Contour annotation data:
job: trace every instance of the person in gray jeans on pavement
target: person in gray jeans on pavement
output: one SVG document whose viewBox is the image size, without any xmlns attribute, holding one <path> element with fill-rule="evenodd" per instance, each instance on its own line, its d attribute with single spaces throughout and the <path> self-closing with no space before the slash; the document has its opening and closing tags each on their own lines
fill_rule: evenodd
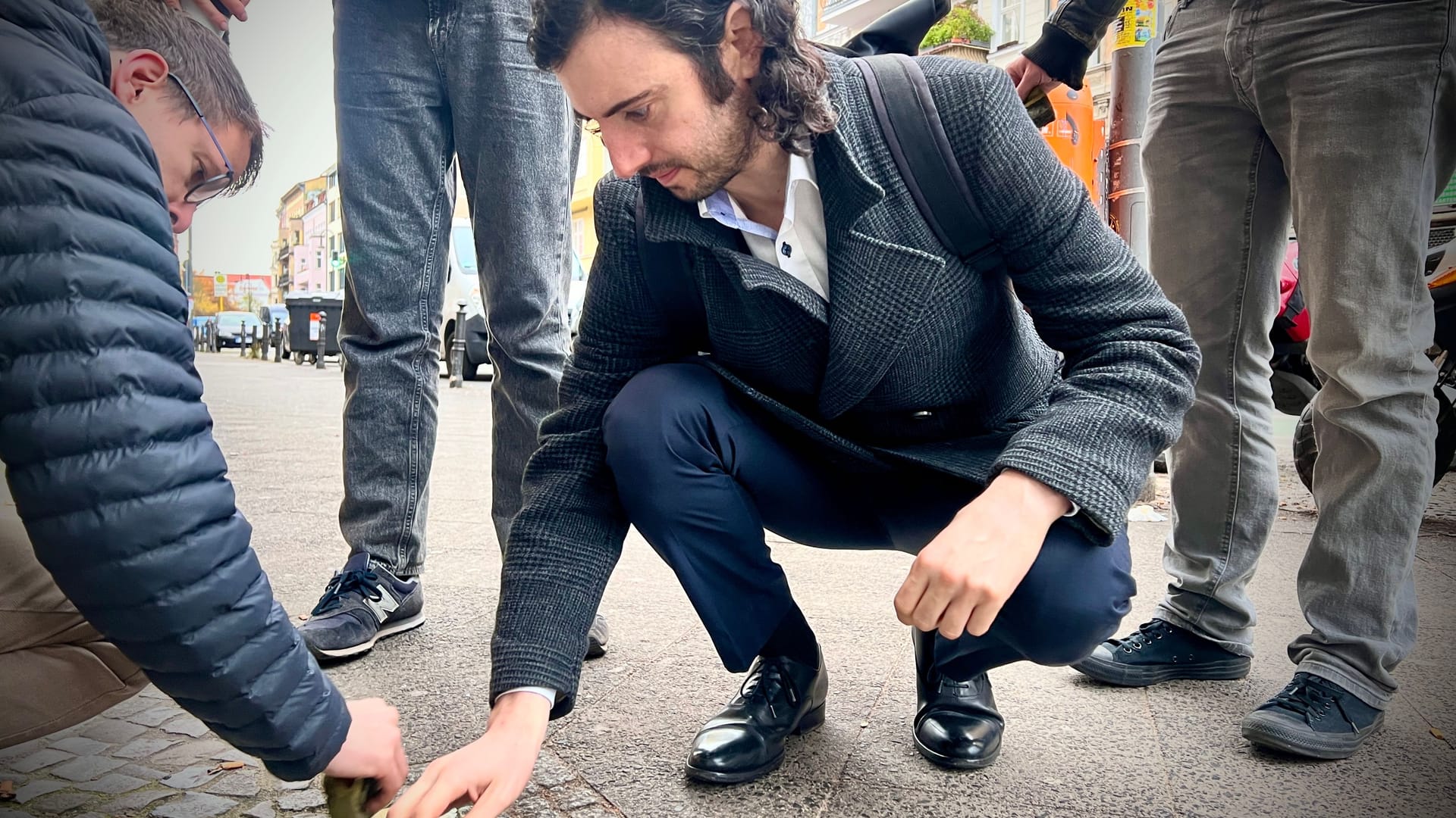
<svg viewBox="0 0 1456 818">
<path fill-rule="evenodd" d="M 504 549 L 536 428 L 566 361 L 579 130 L 526 48 L 529 0 L 336 0 L 344 242 L 339 345 L 351 556 L 298 626 L 314 655 L 363 654 L 424 623 L 430 467 L 456 162 L 475 226 L 495 370 L 492 509 Z M 601 655 L 606 624 L 588 655 Z"/>
<path fill-rule="evenodd" d="M 1009 67 L 1080 87 L 1123 0 L 1069 0 Z M 1248 584 L 1278 511 L 1268 330 L 1293 215 L 1322 389 L 1319 521 L 1299 571 L 1312 630 L 1251 742 L 1345 758 L 1382 723 L 1415 643 L 1417 531 L 1434 470 L 1427 226 L 1456 164 L 1456 1 L 1179 0 L 1156 58 L 1152 271 L 1203 351 L 1172 450 L 1172 576 L 1156 619 L 1075 665 L 1147 686 L 1242 678 Z"/>
</svg>

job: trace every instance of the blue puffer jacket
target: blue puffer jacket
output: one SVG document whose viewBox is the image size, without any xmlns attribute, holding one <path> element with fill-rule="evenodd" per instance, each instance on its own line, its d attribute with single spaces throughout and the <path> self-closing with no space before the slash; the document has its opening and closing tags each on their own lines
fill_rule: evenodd
<svg viewBox="0 0 1456 818">
<path fill-rule="evenodd" d="M 307 779 L 348 710 L 248 544 L 157 160 L 108 87 L 83 0 L 0 0 L 0 458 L 86 619 L 220 736 Z"/>
</svg>

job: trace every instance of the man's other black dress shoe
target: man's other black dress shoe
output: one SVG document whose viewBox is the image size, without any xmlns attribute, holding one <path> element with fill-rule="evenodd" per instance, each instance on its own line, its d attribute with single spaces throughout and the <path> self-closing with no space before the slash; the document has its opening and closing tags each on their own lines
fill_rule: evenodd
<svg viewBox="0 0 1456 818">
<path fill-rule="evenodd" d="M 911 633 L 919 693 L 916 750 L 952 770 L 990 767 L 1000 754 L 1000 736 L 1006 729 L 992 696 L 992 680 L 986 674 L 968 681 L 946 677 L 935 668 L 935 632 Z"/>
<path fill-rule="evenodd" d="M 715 785 L 751 782 L 783 763 L 783 739 L 824 723 L 828 672 L 788 656 L 759 656 L 738 696 L 693 739 L 687 777 Z"/>
</svg>

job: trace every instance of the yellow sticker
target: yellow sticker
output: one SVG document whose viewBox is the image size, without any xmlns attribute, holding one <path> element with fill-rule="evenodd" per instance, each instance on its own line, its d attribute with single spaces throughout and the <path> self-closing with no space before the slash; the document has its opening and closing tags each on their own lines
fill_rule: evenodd
<svg viewBox="0 0 1456 818">
<path fill-rule="evenodd" d="M 1158 0 L 1127 0 L 1112 22 L 1112 48 L 1142 48 L 1158 36 Z"/>
</svg>

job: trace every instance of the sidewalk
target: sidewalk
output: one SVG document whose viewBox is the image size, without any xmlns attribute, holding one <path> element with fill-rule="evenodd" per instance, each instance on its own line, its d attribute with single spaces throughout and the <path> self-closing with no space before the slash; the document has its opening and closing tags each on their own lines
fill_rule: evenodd
<svg viewBox="0 0 1456 818">
<path fill-rule="evenodd" d="M 280 600 L 306 613 L 344 560 L 338 370 L 204 355 L 217 435 L 255 546 Z M 403 715 L 415 771 L 485 729 L 499 553 L 489 524 L 489 384 L 440 390 L 440 445 L 425 572 L 430 622 L 331 675 L 348 696 L 384 696 Z M 1287 451 L 1287 447 L 1283 447 Z M 613 627 L 590 662 L 577 710 L 552 725 L 520 817 L 1436 817 L 1456 814 L 1456 479 L 1439 486 L 1417 560 L 1421 632 L 1396 677 L 1386 726 L 1350 761 L 1306 763 L 1255 751 L 1238 722 L 1293 674 L 1284 645 L 1306 626 L 1294 573 L 1313 527 L 1309 495 L 1286 464 L 1281 512 L 1251 592 L 1259 610 L 1249 678 L 1147 690 L 1093 684 L 1067 668 L 992 672 L 1008 718 L 989 770 L 946 773 L 910 739 L 910 639 L 891 598 L 910 559 L 775 544 L 824 642 L 826 726 L 789 744 L 783 769 L 753 785 L 708 787 L 681 774 L 687 742 L 731 696 L 673 573 L 635 534 L 603 603 Z M 1166 511 L 1165 511 L 1166 514 Z M 1131 524 L 1147 619 L 1166 579 L 1168 523 Z M 1446 738 L 1441 738 L 1446 736 Z M 191 716 L 149 690 L 100 719 L 0 751 L 19 799 L 0 818 L 156 815 L 313 818 L 322 793 L 284 790 Z"/>
</svg>

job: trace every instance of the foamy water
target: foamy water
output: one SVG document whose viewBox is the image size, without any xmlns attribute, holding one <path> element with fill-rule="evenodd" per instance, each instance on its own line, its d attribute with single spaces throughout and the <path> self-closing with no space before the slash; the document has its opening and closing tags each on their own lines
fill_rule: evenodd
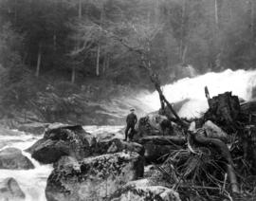
<svg viewBox="0 0 256 201">
<path fill-rule="evenodd" d="M 256 86 L 256 70 L 232 71 L 228 69 L 221 73 L 207 73 L 194 78 L 181 79 L 172 84 L 162 87 L 164 95 L 170 102 L 178 102 L 189 99 L 178 114 L 181 117 L 199 117 L 208 109 L 204 87 L 208 86 L 210 96 L 216 96 L 226 91 L 232 91 L 245 100 L 251 99 L 252 89 Z M 140 100 L 147 104 L 152 111 L 160 108 L 157 92 L 140 97 Z"/>
<path fill-rule="evenodd" d="M 15 136 L 1 136 L 0 141 L 7 145 L 1 150 L 14 147 L 20 149 L 24 155 L 33 163 L 35 169 L 31 170 L 0 170 L 0 181 L 7 177 L 13 177 L 26 194 L 26 201 L 46 201 L 45 189 L 46 179 L 52 171 L 52 165 L 41 165 L 31 157 L 29 153 L 24 152 L 42 137 L 26 135 L 24 132 L 14 131 Z"/>
</svg>

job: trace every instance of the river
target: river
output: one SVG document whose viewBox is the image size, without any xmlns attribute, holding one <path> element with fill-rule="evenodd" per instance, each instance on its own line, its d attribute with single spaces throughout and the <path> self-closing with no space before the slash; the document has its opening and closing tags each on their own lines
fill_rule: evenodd
<svg viewBox="0 0 256 201">
<path fill-rule="evenodd" d="M 185 78 L 174 83 L 163 86 L 164 94 L 171 102 L 178 102 L 186 100 L 178 113 L 182 117 L 198 117 L 207 110 L 208 105 L 204 94 L 204 87 L 209 87 L 210 96 L 232 91 L 234 95 L 248 100 L 253 98 L 253 89 L 256 86 L 256 71 L 226 70 L 222 73 L 207 73 L 194 78 Z M 142 95 L 141 95 L 142 94 Z M 141 104 L 146 104 L 151 111 L 159 108 L 159 100 L 156 92 L 140 93 Z M 149 112 L 151 112 L 149 111 Z M 116 133 L 122 126 L 84 126 L 85 131 L 101 136 L 106 133 Z M 11 135 L 0 137 L 1 149 L 15 147 L 22 151 L 31 146 L 41 136 L 12 131 Z M 119 137 L 123 137 L 119 134 Z M 45 188 L 46 178 L 52 171 L 52 165 L 42 165 L 31 158 L 28 153 L 23 152 L 34 164 L 33 170 L 0 170 L 0 182 L 7 177 L 13 177 L 19 183 L 26 194 L 26 201 L 46 201 Z"/>
</svg>

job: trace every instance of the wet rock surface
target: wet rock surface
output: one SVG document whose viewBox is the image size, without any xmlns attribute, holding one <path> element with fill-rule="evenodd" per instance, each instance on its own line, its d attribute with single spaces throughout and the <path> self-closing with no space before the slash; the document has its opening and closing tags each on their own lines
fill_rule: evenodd
<svg viewBox="0 0 256 201">
<path fill-rule="evenodd" d="M 22 152 L 16 148 L 7 148 L 0 151 L 0 169 L 27 170 L 34 165 Z"/>
<path fill-rule="evenodd" d="M 25 193 L 14 178 L 0 182 L 0 201 L 24 201 Z"/>
<path fill-rule="evenodd" d="M 128 182 L 115 192 L 109 201 L 180 201 L 179 194 L 172 189 L 158 186 L 150 179 Z"/>
<path fill-rule="evenodd" d="M 62 158 L 47 179 L 47 201 L 103 200 L 129 181 L 143 176 L 137 153 L 116 153 L 84 158 Z"/>
<path fill-rule="evenodd" d="M 60 125 L 49 127 L 44 137 L 27 151 L 33 158 L 47 164 L 58 161 L 63 155 L 82 159 L 91 155 L 93 137 L 82 126 Z"/>
</svg>

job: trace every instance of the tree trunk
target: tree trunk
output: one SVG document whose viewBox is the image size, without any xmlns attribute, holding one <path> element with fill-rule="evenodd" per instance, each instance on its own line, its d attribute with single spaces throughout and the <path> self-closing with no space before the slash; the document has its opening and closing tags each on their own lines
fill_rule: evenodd
<svg viewBox="0 0 256 201">
<path fill-rule="evenodd" d="M 250 1 L 250 6 L 251 6 L 251 11 L 250 11 L 250 26 L 251 26 L 251 38 L 252 38 L 252 45 L 254 44 L 254 1 Z"/>
<path fill-rule="evenodd" d="M 106 71 L 106 60 L 107 60 L 107 55 L 104 56 L 104 60 L 103 60 L 103 66 L 102 66 L 102 74 L 105 74 Z"/>
<path fill-rule="evenodd" d="M 79 0 L 79 19 L 82 18 L 82 0 Z"/>
<path fill-rule="evenodd" d="M 40 73 L 40 67 L 41 67 L 41 57 L 42 57 L 42 45 L 39 44 L 39 48 L 38 48 L 38 55 L 37 55 L 37 64 L 36 64 L 36 73 L 35 76 L 38 78 L 39 73 Z"/>
<path fill-rule="evenodd" d="M 215 13 L 215 26 L 216 29 L 218 29 L 219 27 L 218 0 L 215 0 L 214 13 Z"/>
<path fill-rule="evenodd" d="M 75 65 L 73 65 L 73 67 L 72 67 L 72 76 L 71 76 L 71 82 L 72 83 L 75 83 L 75 81 L 76 81 L 76 67 L 75 67 Z"/>
<path fill-rule="evenodd" d="M 97 49 L 96 76 L 100 76 L 100 57 L 101 57 L 101 46 L 99 44 Z"/>
<path fill-rule="evenodd" d="M 56 40 L 57 40 L 57 36 L 56 36 L 56 32 L 54 31 L 53 34 L 53 50 L 56 51 Z"/>
</svg>

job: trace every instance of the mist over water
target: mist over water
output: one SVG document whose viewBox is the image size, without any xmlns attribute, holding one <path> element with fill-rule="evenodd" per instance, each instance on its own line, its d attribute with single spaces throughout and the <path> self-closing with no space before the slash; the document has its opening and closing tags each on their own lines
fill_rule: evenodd
<svg viewBox="0 0 256 201">
<path fill-rule="evenodd" d="M 204 87 L 208 86 L 210 96 L 216 96 L 226 91 L 245 100 L 252 99 L 253 88 L 256 87 L 256 70 L 227 69 L 220 73 L 210 72 L 194 78 L 184 78 L 162 86 L 164 95 L 170 102 L 186 100 L 178 110 L 181 117 L 200 117 L 208 109 Z M 159 96 L 156 91 L 140 98 L 153 112 L 160 108 Z"/>
</svg>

> **Your instructions**:
Duplicate the stretch from the beginning of the data through the line containing "504 549 L 536", leaving out the pictures.

> **Correct answer**:
job: trace every instance of the person in gray jeans on pavement
target: person in gray jeans on pavement
output: one SVG document whose viewBox is the image size, without any xmlns attribute, holding one <path> element with fill-rule="evenodd" per instance, each instance on its own line, its d attribute with single spaces throughout and the <path> self-closing with no space before the slash; the document has its opening and closing tags each on their own lines
fill_rule: evenodd
<svg viewBox="0 0 1456 818">
<path fill-rule="evenodd" d="M 504 549 L 536 428 L 566 361 L 579 130 L 526 48 L 529 0 L 336 0 L 344 242 L 339 345 L 351 556 L 298 626 L 314 655 L 363 654 L 424 623 L 430 467 L 456 162 L 475 226 L 495 370 L 492 509 Z M 601 655 L 606 624 L 588 655 Z"/>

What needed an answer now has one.